:: Excerpted data ::

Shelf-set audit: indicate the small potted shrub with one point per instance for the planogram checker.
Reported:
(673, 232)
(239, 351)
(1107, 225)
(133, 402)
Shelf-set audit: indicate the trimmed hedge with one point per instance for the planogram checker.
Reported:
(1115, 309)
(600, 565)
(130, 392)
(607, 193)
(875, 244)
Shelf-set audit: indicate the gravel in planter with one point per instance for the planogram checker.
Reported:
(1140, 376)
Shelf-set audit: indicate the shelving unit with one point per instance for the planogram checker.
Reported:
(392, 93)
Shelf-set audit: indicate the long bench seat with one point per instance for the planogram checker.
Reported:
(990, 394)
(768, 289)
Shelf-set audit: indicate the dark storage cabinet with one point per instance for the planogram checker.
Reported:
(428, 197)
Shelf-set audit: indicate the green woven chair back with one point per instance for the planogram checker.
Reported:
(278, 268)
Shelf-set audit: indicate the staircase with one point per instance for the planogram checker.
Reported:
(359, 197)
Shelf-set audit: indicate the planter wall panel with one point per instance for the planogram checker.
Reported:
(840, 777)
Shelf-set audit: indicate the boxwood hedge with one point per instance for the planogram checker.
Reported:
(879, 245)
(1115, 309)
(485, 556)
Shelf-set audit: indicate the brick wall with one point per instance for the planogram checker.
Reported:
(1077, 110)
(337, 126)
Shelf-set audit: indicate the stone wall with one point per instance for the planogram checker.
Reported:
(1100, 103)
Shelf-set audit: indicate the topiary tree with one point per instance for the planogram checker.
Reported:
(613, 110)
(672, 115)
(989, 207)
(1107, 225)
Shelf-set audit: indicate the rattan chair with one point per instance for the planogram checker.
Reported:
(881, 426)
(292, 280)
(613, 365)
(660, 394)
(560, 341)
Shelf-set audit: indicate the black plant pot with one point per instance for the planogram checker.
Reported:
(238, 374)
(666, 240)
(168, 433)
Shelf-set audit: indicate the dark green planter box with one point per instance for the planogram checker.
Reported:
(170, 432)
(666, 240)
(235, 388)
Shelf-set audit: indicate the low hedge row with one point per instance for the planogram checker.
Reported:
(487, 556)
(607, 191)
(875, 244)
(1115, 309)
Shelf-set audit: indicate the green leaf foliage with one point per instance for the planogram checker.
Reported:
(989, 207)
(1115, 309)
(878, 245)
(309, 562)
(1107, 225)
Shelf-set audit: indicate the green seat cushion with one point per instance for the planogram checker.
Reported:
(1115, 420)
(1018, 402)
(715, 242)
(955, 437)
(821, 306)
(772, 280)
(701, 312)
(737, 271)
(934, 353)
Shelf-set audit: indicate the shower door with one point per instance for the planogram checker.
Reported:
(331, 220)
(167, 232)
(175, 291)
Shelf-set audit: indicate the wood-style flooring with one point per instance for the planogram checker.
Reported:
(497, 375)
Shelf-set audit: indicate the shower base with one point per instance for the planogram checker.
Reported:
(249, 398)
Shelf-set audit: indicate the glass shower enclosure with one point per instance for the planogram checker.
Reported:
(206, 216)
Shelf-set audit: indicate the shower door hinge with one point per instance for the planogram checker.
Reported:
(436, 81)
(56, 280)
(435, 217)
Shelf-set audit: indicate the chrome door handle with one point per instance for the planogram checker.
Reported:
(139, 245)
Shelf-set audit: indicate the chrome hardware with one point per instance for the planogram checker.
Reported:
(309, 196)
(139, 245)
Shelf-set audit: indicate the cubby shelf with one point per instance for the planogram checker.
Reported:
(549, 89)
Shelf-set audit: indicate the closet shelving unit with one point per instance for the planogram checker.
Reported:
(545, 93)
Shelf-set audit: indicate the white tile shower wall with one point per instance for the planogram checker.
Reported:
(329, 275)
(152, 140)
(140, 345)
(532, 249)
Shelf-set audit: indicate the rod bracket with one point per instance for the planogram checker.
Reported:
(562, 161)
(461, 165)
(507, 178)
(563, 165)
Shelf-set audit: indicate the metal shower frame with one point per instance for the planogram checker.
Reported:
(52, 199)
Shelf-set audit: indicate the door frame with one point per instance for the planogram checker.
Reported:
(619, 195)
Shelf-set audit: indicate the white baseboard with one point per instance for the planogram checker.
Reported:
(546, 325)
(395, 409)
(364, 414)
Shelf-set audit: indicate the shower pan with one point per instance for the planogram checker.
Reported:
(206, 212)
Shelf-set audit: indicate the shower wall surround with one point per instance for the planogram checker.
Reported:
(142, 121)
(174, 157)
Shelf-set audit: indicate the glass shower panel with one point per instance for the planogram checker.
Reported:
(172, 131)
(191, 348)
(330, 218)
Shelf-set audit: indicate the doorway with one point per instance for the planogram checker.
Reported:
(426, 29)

:::
:: Excerpted data ::

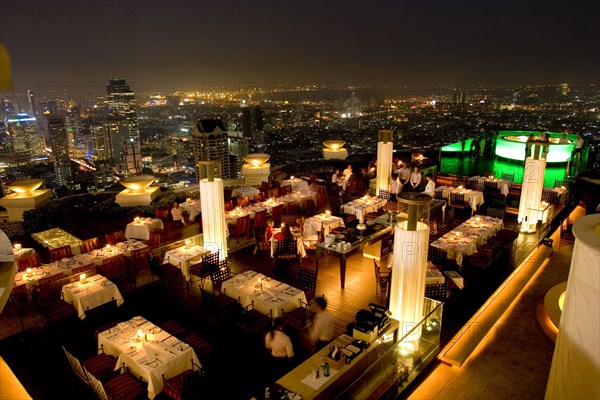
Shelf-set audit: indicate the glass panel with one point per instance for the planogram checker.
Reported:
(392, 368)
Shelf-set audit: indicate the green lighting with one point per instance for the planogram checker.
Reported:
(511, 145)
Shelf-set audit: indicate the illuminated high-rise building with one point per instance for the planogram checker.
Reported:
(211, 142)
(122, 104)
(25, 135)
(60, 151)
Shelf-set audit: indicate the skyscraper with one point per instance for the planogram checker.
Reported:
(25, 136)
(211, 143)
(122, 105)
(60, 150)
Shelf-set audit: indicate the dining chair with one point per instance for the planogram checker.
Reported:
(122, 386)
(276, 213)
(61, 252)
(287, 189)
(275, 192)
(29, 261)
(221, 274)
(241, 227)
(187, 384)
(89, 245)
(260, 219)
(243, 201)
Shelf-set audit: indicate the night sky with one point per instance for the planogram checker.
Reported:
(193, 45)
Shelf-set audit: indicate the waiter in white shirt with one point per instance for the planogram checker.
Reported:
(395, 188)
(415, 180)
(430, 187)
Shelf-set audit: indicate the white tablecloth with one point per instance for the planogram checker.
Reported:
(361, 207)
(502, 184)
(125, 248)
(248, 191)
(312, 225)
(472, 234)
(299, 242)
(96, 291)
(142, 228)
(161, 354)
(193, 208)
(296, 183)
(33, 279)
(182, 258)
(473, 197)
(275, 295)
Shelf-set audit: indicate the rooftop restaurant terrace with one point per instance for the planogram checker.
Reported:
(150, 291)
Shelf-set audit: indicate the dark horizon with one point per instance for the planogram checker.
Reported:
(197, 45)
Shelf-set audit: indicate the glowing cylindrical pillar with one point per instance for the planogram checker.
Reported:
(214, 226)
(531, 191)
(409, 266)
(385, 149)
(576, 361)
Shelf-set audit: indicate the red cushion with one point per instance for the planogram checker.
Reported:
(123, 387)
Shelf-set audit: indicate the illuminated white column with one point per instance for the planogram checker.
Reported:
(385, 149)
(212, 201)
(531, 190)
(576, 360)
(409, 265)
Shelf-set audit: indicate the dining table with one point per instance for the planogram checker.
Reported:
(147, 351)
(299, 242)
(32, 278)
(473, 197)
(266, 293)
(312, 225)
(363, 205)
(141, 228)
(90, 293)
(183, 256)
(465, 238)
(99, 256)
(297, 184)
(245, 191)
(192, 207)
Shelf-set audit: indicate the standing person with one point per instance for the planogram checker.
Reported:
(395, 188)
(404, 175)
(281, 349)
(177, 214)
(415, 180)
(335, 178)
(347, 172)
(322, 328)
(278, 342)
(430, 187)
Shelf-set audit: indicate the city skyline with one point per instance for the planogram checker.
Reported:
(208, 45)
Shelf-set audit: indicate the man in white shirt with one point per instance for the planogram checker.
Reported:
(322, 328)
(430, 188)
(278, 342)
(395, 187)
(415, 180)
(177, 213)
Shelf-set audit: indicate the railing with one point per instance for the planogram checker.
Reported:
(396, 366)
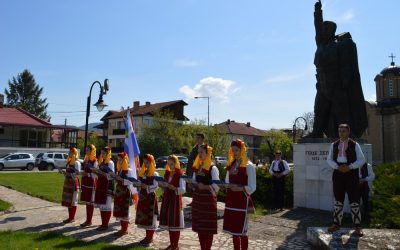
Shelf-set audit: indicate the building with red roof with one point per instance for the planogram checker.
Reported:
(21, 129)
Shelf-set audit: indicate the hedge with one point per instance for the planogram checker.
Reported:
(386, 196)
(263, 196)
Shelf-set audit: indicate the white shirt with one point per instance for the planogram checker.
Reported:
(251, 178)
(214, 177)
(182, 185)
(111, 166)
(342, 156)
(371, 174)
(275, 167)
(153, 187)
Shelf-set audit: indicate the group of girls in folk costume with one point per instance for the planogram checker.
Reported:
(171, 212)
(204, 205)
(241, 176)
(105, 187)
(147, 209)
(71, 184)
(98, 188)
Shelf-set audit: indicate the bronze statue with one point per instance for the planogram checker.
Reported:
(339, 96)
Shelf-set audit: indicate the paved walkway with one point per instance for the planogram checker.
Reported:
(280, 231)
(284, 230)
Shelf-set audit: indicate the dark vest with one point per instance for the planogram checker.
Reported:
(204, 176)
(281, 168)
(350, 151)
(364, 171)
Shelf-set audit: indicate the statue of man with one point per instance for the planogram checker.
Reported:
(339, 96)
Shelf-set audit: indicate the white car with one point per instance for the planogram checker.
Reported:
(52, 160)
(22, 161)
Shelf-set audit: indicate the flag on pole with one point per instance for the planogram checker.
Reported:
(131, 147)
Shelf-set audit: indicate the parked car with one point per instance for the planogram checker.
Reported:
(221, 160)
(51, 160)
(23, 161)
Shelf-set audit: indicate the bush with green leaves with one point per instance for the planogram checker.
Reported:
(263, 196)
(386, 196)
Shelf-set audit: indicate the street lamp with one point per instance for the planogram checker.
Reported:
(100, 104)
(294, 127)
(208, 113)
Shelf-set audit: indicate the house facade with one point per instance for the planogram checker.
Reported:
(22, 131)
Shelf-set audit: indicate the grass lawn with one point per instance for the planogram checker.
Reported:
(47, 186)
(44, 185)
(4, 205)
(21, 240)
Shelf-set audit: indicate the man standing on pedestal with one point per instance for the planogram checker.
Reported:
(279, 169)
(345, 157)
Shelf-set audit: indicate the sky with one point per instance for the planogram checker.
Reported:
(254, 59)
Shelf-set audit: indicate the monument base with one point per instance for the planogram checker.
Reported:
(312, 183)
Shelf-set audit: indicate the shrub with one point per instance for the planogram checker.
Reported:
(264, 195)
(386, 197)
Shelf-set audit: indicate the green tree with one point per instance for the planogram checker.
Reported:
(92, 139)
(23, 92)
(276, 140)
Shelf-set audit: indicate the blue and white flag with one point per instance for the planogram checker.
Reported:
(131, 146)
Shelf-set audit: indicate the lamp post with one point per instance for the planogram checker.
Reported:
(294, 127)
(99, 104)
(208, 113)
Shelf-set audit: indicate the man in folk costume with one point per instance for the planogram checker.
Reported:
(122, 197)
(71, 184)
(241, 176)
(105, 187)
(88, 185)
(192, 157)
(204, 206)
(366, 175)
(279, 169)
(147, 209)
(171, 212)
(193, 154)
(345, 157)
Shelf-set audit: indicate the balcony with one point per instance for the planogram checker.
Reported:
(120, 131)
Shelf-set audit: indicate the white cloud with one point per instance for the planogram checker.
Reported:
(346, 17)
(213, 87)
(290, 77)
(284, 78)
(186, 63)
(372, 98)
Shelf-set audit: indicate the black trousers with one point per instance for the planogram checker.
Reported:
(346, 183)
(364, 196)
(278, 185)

:::
:: Excerpted data ::

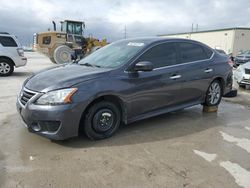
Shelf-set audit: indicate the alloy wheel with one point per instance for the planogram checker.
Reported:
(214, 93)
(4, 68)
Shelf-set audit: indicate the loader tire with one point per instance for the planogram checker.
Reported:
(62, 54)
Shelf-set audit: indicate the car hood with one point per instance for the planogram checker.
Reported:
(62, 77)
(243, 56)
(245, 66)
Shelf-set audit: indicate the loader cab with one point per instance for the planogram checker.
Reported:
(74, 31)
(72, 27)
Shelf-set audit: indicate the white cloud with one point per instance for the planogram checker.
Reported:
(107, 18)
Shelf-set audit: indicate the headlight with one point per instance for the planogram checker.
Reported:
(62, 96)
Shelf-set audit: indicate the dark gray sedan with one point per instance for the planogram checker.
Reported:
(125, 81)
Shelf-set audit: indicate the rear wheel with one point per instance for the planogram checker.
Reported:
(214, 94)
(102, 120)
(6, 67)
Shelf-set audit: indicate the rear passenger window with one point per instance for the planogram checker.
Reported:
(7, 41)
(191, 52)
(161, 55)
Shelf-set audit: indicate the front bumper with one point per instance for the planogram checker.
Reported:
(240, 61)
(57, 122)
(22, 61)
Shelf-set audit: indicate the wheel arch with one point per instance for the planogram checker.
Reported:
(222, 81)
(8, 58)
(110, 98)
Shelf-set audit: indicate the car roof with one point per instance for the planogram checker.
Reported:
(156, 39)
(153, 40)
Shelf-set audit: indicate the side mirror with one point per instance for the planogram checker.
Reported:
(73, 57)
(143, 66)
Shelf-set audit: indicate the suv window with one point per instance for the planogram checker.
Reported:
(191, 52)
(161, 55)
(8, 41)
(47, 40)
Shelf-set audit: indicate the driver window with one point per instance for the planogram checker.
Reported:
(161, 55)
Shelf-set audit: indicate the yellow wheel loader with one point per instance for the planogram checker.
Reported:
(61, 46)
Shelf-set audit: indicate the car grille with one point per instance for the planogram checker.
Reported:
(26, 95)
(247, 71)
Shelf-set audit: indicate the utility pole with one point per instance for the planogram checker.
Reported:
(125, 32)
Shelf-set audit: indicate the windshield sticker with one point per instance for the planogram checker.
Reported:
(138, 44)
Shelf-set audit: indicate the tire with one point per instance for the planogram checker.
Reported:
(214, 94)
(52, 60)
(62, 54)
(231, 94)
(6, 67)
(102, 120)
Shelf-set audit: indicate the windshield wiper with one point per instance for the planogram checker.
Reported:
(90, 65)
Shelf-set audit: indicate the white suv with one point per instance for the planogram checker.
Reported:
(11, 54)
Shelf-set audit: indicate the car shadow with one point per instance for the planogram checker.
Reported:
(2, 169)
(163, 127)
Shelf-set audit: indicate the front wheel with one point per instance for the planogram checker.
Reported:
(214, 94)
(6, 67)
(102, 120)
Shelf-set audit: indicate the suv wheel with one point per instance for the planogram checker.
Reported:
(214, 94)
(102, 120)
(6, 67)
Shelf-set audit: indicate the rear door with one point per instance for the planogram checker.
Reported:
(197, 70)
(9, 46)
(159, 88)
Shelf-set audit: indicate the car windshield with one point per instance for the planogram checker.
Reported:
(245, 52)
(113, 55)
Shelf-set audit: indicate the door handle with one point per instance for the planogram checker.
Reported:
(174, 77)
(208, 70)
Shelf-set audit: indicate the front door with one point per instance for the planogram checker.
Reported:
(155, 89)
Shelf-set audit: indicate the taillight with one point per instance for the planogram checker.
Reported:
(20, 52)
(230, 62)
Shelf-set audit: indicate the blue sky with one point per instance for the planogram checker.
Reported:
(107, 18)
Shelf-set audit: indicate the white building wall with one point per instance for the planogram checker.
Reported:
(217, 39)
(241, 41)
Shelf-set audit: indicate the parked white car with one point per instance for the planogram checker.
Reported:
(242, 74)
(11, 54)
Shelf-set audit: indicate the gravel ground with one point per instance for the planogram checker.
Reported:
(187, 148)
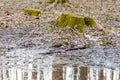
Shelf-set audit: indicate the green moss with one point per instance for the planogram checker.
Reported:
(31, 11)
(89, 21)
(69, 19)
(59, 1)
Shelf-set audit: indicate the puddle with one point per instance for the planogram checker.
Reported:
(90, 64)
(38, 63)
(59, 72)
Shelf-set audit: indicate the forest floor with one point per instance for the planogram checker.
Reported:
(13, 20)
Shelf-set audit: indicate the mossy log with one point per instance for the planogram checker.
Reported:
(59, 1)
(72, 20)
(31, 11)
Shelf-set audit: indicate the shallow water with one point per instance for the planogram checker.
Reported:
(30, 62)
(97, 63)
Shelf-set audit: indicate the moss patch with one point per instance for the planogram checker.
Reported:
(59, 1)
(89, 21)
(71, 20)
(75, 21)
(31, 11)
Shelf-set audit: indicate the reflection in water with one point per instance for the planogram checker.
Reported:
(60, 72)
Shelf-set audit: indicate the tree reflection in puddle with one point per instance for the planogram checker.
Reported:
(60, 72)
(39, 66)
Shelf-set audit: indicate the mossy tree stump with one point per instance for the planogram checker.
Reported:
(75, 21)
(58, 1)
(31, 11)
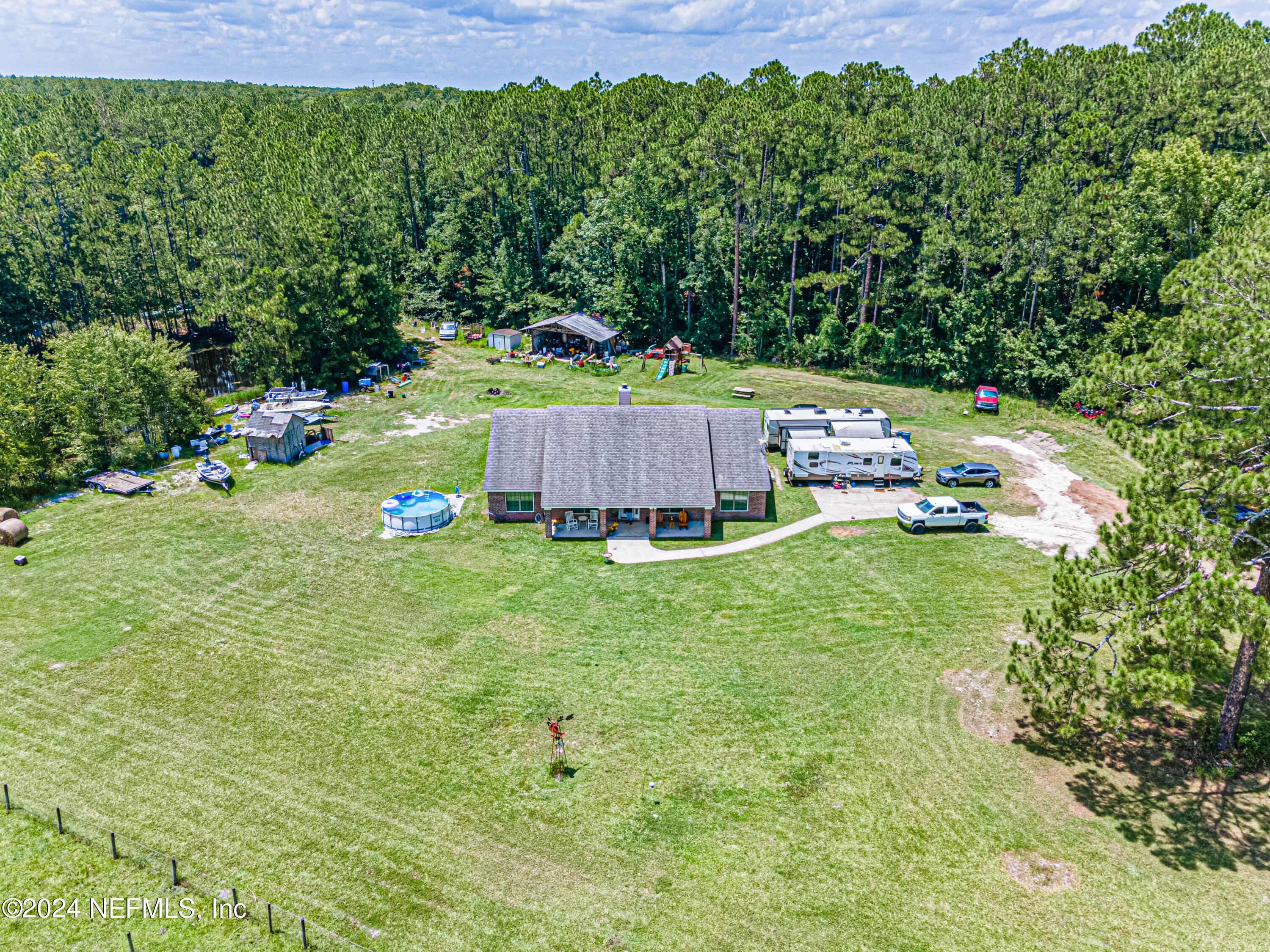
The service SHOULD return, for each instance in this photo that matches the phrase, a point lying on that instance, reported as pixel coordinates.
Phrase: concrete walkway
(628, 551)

:::

▸ **What to do**: Every line from the line containing "Shelf-set audit: indicate the small" through the line containing "Shelf-set audit: indicate the trimmed" in the records above must be retyped exactly. Leave out the rest.

▸ **Solution for this task**:
Shelf-set audit: indicate the small potted shrub with one point per instance for the planogram checker.
Reported:
(673, 232)
(239, 351)
(1107, 225)
(133, 402)
Shelf-set audit: indicate the trimmed hedge with one point per instance for the planogram checker.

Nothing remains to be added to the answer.